What to do
Summarize the self-assessment in two sentences.

— START Excerpt to read —

Shreya_Chandra - Machine Learning Pathway

6/16/20 Self Assessment

Things Learned:
I gained a greater understanding of using Python in order to extract data, specifically how to use web crawling and scraping in order to collect data from Discourse forums. I researched and understood various key terms necessary for using NLP and BERT, such as tokenization, one hot encoding, recurrent neural networks, and term frequency-inverse document frequency. I learned how to use a pickle file, GitHub, Google Colab, and Python libraries such as Beautiful Soup. Two important soft skills are learned were how to communicate what I have accomplished to a team and also how to speak up when I do not understand something, as at least one other team member will likely feel the same way.

Highlights:

  1. I learned how to web crawl and scrape through a Discourse forum, extracting topics and submissions from the forum and saving it to a pickle file.
  2. I modified and debugged web scraping code provided by our task lead by reviewing the code step by step, using Stack Overflow, and asking questions when necessary.
  3. I researched NLP and BERT, and reviewed additional articles explaining how to set up BERT in order to be prepared for when we would begin to use it as a team.

Meetings/Training:
I have attended all Monday and Friday team meetings that have taken place since the internship began on June 1st. I have watched all three introductory Machine Learning webinars (Introduction, Content Recommender Systems, and Data Mining), the Git webinar, and the Project Management Skills webinar.

Goals for Upcoming Week:
I would like to use BERT with either TF-IDF or RNN to parse through the forum data we have collected as a team to provide recommendations of similar topics to the selected question.

Tasks Done:

  • I created accounts for and joined Slack, GitHub, and Google Calendar for our team (ML Team 5).
  • I have attended all team meetings.

— END Excerpt to read —
— START Dataset —

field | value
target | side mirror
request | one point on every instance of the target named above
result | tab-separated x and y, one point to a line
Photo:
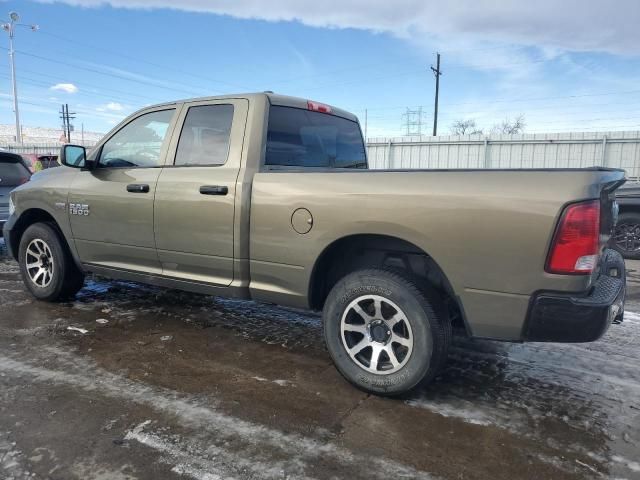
73	156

— END Dataset —

Task solution
The writer learned to use Python to crawl and scrape Discourse forums and save the data to a pickle file, researched NLP and BERT terms such as tokenization and TF-IDF, and attended all team meetings and several webinars. For the upcoming week, the writer aims to use BERT with TF-IDF or RNN to recommend topics similar to a selected question from the forum data the team has collected.